[Provided records — start]

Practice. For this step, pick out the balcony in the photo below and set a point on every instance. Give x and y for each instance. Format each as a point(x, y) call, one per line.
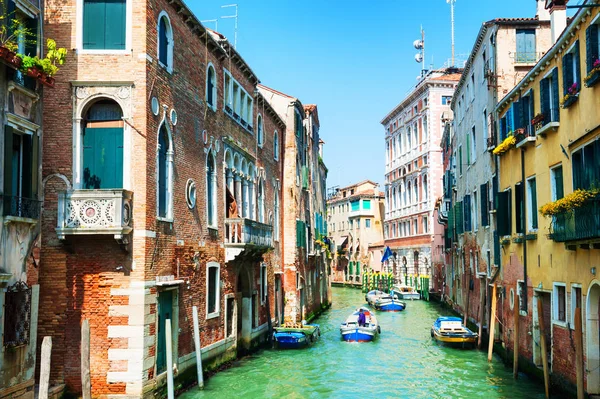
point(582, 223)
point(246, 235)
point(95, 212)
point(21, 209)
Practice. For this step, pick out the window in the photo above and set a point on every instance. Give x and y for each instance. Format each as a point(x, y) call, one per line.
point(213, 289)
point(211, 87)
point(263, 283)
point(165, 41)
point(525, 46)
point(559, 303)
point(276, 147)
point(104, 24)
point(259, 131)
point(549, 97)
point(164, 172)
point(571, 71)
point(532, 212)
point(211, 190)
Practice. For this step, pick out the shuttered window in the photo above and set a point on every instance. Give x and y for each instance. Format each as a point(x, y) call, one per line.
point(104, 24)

[Provided records — finish]

Exercise instructions: Each line from the one containing "Practice. For this step, pick out the shuttered" to the last line above must be returned exactly, and no line outside that range.

Reply to the exercise:
Practice. For this step, pick out the shuttered window in the photo above and set a point on every instance. Give x and y for each instance. Format each as a point(x, y) call, one per line.
point(104, 24)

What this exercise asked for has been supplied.